[PROVIDED TEXT]
-- BEGIN --
But Steampunk versions of Broadway shows aren't unique. What really impressed me, and what makes this show really ours, is her addition of an all-ages (but mostly children) ensemble. The Broadway show features nothing of the sort. I never told her so, but I admire Jen's courage in doing this. It's really putting a part of herself on stage for approval. This grew out of Jen's very personal love for children and insistence on making them (including her own) a part of BLT's summer musicals. She was all-in on this, too. The ensemble wasn't
just layered on top of the show, she wove them into it. If it worked, the show worked, but if not, if audiences saw it as a distraction, it could have hurt the whole production. Jen created mini-scenes, little stories within the story, for the kids to act out. She used them to create special effects like the giant and the beanstalk. She used them to create mood and help enhance the characters around them (in one instance, for example, they are flowers that wilt as the Witch approaches). They aren't icing an audience can scape off and still enjoy the cake beneath, the are baked right in there. That was a risk, to be sure, but one Jen is uniquely qualified to take.
Most of the Ensemble in a publicity photo
The Beanstalk
Milky White, the hen that lays golden eggs and stolen giant's harp are all ensemble members

Watching this come together, I knew it worked just as Jen envisioned it. The kids took to their roles with gusto and skill and the adults allowed them right into the show with enthusiasm and understanding. I knew *I* loved it and "got" what was happening, but I wondered how a critic would see it. Would he be one of those who believed local amateur theater should be judged solely on how close to the original they could get? Or would he get it as I did? We got our answer in the Star News' review yesterday:

Iapalucci's decision to cast a chorus of kids bolsters the whole fairy tale angle. Children play the birds who aid Cinderella and they open green umbrellas on a staircase to create Jack's beanstalk. It's a winning idea, even if a couple of the young performers' roles aren't entirely clear. 

He got it. And that was nice. But I find what I like most about Jen's  additions to Into The Woods is that, even as personal and very "her" they are, they make the show BELONG to all of us in the cast and crew. This isn't Broadway's Into The Woods, it's Brunswick Little Theatre's Into The Woods.
-- END --
[EXERCISE TASK] Reproduce, word for word, the passage of the Into the Woods piece that opens with the words "Iapalucci's decision to" and closes with "Into The Woods.".

[STORED RECORDS]
-- BEGIN --
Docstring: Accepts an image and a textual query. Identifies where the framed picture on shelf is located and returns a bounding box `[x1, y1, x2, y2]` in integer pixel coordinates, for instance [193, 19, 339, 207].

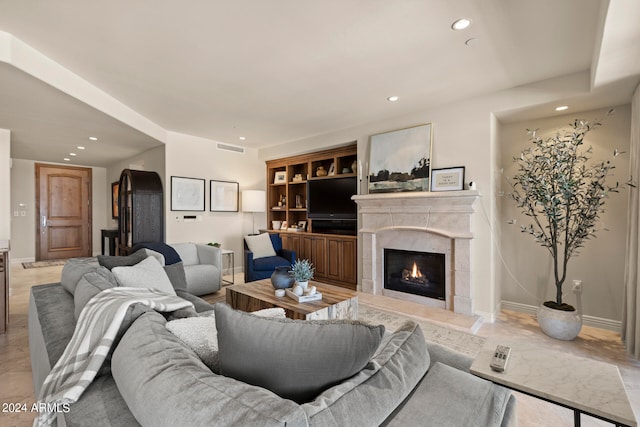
[111, 181, 120, 219]
[273, 171, 287, 184]
[171, 176, 206, 212]
[431, 166, 464, 191]
[369, 123, 433, 193]
[209, 180, 240, 212]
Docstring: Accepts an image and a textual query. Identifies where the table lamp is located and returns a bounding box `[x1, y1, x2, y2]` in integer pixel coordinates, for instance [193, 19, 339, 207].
[242, 190, 267, 234]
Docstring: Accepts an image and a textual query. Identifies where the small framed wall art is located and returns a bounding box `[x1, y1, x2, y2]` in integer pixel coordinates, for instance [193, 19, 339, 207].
[171, 176, 206, 212]
[209, 180, 239, 212]
[431, 166, 464, 191]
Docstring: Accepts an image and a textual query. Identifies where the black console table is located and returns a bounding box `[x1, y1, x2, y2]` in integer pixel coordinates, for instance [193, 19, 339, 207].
[100, 228, 118, 256]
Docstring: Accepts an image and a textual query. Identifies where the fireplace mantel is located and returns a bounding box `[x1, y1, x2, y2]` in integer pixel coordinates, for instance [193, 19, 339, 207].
[353, 190, 480, 314]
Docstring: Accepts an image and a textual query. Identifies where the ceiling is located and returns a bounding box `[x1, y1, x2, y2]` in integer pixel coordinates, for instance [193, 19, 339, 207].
[0, 0, 640, 166]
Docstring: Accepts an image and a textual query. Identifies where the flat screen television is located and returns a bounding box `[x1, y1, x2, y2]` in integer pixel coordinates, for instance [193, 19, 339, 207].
[307, 176, 358, 219]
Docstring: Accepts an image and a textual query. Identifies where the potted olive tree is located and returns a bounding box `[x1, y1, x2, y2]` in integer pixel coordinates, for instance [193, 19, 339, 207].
[511, 111, 618, 340]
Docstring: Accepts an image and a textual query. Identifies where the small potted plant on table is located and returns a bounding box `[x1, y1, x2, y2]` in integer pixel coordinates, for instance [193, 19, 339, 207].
[291, 259, 315, 290]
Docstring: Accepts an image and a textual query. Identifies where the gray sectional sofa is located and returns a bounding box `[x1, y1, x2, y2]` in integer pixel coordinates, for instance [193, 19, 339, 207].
[29, 256, 516, 426]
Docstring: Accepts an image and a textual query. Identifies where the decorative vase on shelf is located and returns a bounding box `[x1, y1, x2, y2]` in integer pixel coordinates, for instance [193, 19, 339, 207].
[271, 266, 294, 289]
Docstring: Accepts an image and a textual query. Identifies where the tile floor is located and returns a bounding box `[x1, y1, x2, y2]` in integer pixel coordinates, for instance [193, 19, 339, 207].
[0, 265, 640, 427]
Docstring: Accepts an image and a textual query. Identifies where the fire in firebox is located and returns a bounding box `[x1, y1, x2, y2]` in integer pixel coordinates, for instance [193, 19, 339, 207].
[384, 248, 445, 300]
[402, 261, 429, 285]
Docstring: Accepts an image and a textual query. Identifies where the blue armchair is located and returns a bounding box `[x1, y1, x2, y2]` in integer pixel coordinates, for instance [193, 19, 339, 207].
[244, 233, 296, 283]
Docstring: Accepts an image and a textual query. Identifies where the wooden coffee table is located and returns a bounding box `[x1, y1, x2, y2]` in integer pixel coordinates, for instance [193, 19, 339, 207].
[226, 279, 358, 320]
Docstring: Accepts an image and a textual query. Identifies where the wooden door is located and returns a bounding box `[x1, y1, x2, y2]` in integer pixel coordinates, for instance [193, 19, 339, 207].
[35, 163, 92, 261]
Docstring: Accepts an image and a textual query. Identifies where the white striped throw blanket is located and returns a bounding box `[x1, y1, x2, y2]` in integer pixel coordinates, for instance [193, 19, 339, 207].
[33, 287, 193, 426]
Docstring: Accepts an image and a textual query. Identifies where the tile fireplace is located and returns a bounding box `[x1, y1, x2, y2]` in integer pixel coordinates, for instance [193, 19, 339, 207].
[353, 190, 479, 315]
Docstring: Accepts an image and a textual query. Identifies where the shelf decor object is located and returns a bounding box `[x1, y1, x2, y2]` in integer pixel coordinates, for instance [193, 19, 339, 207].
[369, 123, 433, 193]
[431, 166, 464, 191]
[242, 190, 267, 234]
[111, 181, 120, 219]
[171, 176, 205, 212]
[209, 180, 239, 212]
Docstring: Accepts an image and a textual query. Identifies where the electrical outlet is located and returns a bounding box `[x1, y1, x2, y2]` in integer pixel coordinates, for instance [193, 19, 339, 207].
[572, 280, 582, 292]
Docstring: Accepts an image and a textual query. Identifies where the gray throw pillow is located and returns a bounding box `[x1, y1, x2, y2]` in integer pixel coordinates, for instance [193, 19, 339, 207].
[111, 256, 176, 295]
[98, 249, 148, 270]
[60, 258, 100, 295]
[214, 303, 384, 403]
[244, 233, 276, 259]
[73, 267, 117, 320]
[163, 261, 187, 291]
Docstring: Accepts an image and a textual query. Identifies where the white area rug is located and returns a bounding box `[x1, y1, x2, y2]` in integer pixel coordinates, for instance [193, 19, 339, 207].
[358, 303, 485, 357]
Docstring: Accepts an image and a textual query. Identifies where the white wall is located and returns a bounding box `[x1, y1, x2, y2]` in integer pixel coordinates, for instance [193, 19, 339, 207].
[500, 105, 631, 326]
[165, 132, 266, 271]
[11, 159, 107, 262]
[260, 72, 616, 321]
[0, 129, 11, 240]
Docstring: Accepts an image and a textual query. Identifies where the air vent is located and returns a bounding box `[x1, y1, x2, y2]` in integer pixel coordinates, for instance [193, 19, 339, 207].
[217, 143, 244, 154]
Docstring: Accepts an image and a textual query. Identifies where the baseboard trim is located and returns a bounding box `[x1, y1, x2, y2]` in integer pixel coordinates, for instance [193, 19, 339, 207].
[501, 301, 622, 333]
[9, 257, 36, 264]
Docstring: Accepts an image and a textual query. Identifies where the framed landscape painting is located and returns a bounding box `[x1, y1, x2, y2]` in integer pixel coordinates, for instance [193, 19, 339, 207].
[369, 123, 432, 193]
[171, 176, 205, 211]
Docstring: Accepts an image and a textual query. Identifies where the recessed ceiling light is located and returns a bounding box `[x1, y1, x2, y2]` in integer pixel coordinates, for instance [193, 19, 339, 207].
[451, 18, 471, 31]
[464, 37, 478, 46]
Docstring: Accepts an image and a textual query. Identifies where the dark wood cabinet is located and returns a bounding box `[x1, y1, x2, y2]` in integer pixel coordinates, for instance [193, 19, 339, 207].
[118, 169, 164, 255]
[280, 232, 358, 290]
[327, 237, 358, 283]
[267, 144, 358, 231]
[267, 143, 358, 290]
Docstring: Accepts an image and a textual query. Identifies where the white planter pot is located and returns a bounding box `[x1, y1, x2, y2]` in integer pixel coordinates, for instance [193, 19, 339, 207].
[538, 305, 582, 341]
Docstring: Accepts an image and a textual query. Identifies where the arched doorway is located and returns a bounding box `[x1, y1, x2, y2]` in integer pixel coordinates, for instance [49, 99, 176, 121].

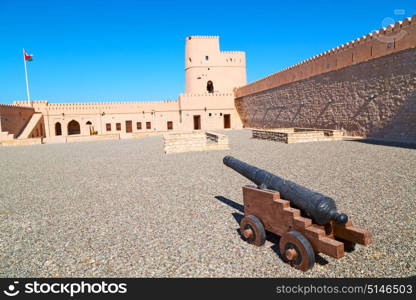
[207, 80, 214, 93]
[85, 121, 94, 135]
[68, 120, 81, 135]
[55, 122, 62, 135]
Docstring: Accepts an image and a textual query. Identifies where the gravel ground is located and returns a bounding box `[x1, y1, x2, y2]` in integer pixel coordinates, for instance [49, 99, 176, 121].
[0, 131, 416, 277]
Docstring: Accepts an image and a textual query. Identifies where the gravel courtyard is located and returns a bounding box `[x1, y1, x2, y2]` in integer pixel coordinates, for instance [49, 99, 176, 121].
[0, 131, 416, 277]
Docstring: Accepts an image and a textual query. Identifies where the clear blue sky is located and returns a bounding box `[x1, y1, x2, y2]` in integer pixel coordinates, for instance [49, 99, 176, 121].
[0, 0, 416, 103]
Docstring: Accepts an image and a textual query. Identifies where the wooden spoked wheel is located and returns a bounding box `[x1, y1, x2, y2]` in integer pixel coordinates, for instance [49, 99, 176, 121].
[279, 231, 315, 271]
[240, 215, 266, 246]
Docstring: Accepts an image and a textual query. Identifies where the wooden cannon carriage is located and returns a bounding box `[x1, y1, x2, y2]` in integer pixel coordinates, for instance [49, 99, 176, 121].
[240, 186, 371, 271]
[224, 156, 371, 271]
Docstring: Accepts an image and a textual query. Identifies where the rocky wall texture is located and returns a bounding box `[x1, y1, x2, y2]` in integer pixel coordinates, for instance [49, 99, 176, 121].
[235, 48, 416, 142]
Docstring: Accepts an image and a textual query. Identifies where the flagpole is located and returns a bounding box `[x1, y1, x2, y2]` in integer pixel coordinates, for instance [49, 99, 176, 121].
[23, 48, 32, 106]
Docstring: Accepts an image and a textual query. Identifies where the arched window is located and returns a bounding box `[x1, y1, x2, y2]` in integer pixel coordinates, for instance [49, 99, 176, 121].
[207, 80, 214, 93]
[55, 122, 62, 135]
[68, 120, 81, 135]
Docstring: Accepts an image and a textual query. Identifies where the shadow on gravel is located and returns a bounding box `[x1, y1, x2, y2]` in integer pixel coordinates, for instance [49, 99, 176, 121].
[215, 196, 328, 265]
[350, 139, 416, 149]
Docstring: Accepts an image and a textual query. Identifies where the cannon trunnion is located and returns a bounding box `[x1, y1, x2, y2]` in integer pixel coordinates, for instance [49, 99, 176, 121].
[224, 157, 371, 271]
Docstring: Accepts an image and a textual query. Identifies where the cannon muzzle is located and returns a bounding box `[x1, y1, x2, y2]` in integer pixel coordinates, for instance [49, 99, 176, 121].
[223, 156, 348, 225]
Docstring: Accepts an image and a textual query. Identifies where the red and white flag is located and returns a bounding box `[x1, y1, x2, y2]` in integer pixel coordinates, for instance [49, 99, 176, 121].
[23, 50, 33, 61]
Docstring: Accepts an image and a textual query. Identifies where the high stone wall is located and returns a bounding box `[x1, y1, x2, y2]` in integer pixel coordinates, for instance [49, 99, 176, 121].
[235, 15, 416, 142]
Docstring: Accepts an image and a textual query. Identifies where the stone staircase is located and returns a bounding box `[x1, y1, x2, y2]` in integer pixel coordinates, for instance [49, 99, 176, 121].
[163, 131, 229, 154]
[18, 112, 42, 140]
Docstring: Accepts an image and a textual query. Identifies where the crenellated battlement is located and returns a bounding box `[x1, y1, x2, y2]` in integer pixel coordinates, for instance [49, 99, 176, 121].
[0, 101, 33, 111]
[186, 35, 220, 40]
[179, 93, 234, 97]
[236, 15, 416, 98]
[221, 51, 245, 55]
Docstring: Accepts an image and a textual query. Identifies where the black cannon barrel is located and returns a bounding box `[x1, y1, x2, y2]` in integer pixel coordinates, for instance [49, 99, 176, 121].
[223, 156, 348, 225]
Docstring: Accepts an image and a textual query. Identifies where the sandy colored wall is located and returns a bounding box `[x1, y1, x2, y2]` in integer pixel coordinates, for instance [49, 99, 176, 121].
[0, 104, 35, 137]
[185, 36, 247, 94]
[15, 93, 242, 138]
[236, 48, 416, 142]
[15, 100, 180, 138]
[236, 15, 416, 98]
[179, 93, 242, 130]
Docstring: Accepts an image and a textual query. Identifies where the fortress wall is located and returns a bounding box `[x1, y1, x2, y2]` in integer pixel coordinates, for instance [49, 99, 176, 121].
[0, 104, 35, 137]
[14, 100, 178, 115]
[236, 15, 416, 98]
[236, 47, 416, 142]
[179, 93, 242, 130]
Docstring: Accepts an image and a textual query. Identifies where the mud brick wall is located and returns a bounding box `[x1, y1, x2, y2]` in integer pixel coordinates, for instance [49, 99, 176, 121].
[0, 104, 35, 137]
[235, 48, 416, 142]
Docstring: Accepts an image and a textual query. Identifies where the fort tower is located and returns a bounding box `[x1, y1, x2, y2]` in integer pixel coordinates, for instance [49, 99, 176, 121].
[185, 36, 247, 93]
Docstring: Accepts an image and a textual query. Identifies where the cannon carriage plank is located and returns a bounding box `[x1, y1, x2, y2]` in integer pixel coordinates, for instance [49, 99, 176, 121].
[243, 185, 371, 271]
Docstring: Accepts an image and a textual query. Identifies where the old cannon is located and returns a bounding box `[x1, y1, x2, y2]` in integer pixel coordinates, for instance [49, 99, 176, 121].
[223, 156, 371, 271]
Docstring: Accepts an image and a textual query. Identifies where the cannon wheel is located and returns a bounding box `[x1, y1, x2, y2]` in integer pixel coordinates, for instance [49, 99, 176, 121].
[240, 215, 266, 246]
[279, 231, 315, 271]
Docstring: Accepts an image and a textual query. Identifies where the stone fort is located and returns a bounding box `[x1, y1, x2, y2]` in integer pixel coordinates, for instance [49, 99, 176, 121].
[0, 15, 416, 145]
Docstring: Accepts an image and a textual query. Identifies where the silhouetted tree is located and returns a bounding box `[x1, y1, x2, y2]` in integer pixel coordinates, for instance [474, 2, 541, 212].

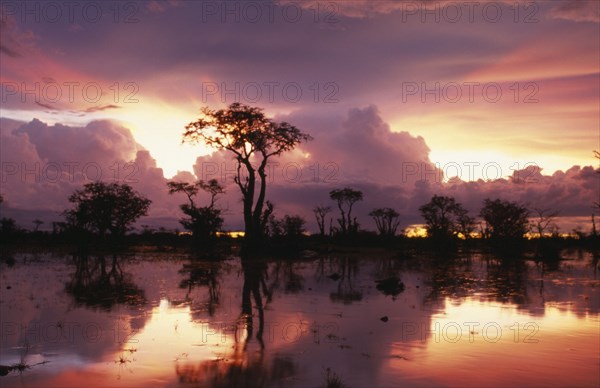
[313, 206, 331, 236]
[479, 198, 529, 238]
[329, 187, 363, 235]
[63, 182, 152, 236]
[419, 195, 473, 238]
[183, 103, 311, 249]
[268, 215, 306, 248]
[455, 205, 475, 239]
[594, 151, 600, 209]
[0, 217, 19, 236]
[167, 179, 225, 242]
[369, 207, 400, 236]
[531, 208, 559, 238]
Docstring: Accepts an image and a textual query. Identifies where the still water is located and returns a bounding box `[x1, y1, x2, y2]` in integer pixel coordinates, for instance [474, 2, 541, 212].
[0, 251, 600, 387]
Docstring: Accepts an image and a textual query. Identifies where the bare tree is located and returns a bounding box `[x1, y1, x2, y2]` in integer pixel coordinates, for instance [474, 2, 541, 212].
[479, 199, 529, 238]
[183, 103, 312, 249]
[329, 187, 363, 235]
[167, 179, 225, 242]
[313, 205, 331, 236]
[531, 208, 559, 238]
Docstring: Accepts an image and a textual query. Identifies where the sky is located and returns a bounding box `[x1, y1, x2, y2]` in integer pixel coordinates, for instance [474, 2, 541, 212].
[0, 0, 600, 231]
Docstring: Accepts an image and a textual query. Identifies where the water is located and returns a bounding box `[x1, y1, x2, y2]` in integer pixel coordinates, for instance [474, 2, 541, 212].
[0, 251, 600, 387]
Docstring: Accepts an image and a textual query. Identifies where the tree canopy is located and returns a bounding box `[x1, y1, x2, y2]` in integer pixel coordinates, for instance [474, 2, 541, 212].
[63, 182, 152, 236]
[183, 103, 312, 249]
[167, 179, 225, 242]
[479, 198, 529, 238]
[329, 187, 363, 234]
[419, 195, 473, 238]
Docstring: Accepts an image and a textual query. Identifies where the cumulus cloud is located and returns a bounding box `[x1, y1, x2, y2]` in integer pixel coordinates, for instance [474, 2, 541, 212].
[548, 0, 600, 23]
[0, 118, 178, 226]
[194, 106, 598, 231]
[0, 110, 598, 231]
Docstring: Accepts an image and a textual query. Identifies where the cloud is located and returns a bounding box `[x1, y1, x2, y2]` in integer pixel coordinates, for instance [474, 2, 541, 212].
[0, 106, 598, 231]
[0, 118, 179, 226]
[548, 0, 600, 23]
[186, 106, 598, 231]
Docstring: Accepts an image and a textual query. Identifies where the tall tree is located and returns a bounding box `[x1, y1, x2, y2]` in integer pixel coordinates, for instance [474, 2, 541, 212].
[369, 207, 400, 236]
[329, 187, 363, 235]
[313, 205, 331, 236]
[183, 103, 312, 245]
[63, 182, 152, 236]
[167, 179, 225, 242]
[531, 208, 559, 238]
[479, 198, 529, 238]
[454, 204, 475, 239]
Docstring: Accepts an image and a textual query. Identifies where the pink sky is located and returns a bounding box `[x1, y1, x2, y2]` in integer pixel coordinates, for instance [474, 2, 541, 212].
[0, 1, 600, 229]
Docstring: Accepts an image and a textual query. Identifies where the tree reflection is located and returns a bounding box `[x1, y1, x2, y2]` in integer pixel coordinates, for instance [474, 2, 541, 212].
[179, 262, 221, 319]
[424, 259, 477, 304]
[175, 257, 296, 387]
[487, 258, 529, 305]
[329, 257, 363, 304]
[65, 253, 146, 310]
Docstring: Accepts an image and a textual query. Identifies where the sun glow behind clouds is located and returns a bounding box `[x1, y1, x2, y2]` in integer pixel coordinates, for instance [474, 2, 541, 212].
[112, 103, 212, 178]
[429, 150, 544, 181]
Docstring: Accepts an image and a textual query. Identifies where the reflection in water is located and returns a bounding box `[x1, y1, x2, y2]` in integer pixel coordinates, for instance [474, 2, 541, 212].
[175, 258, 298, 387]
[179, 260, 221, 319]
[329, 257, 363, 304]
[0, 251, 600, 387]
[65, 254, 146, 310]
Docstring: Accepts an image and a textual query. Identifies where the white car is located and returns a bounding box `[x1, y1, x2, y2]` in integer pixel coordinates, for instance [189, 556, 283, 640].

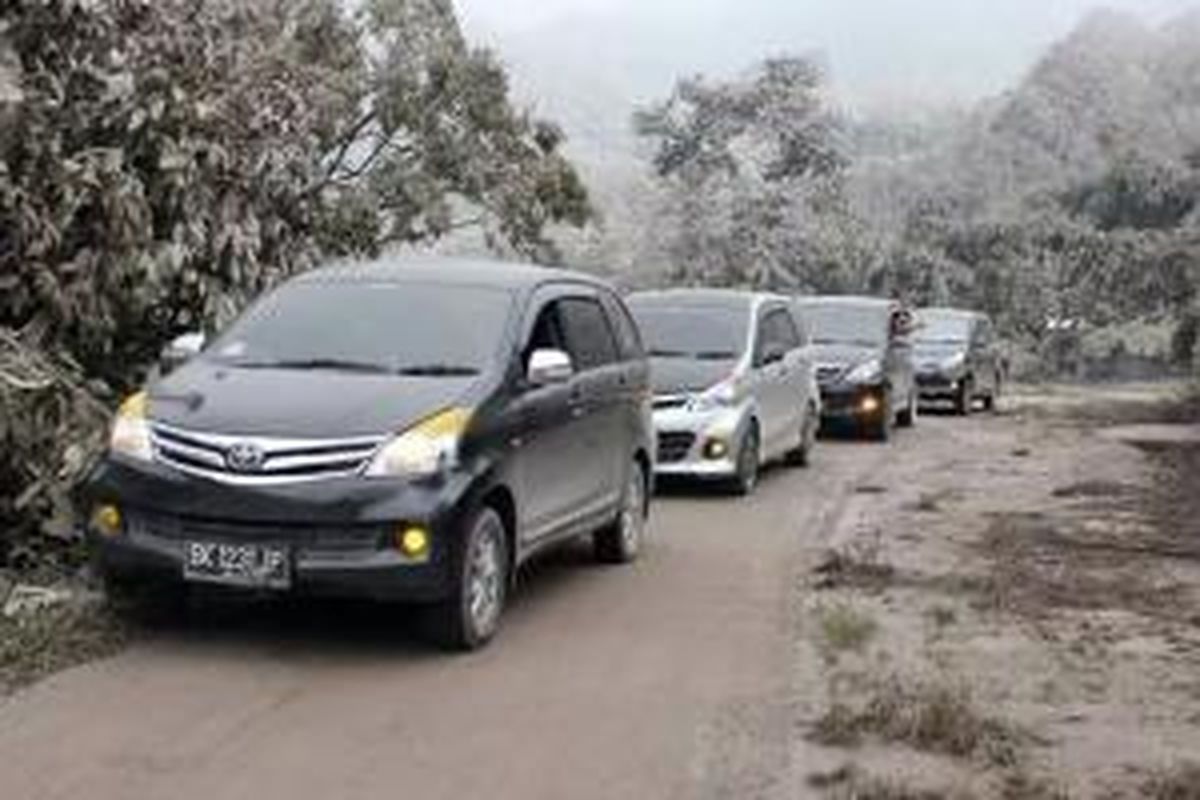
[628, 289, 821, 494]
-- END --
[OUTPUT FOR THIS TASK]
Iapalucci's decision to cast a chorus of kids bolsters the whole fairy tale angle. Children play the birds who aid Cinderella and they open green umbrellas on a staircase to create Jack's beanstalk. It's a winning idea, even if a couple of the young performers' roles aren't entirely clear. 

He got it. And that was nice. But I find what I like most about Jen's  additions to Into The Woods is that, even as personal and very "her" they are, they make the show BELONG to all of us in the cast and crew. This isn't Broadway's Into The Woods, it's Brunswick Little Theatre's Into The Woods.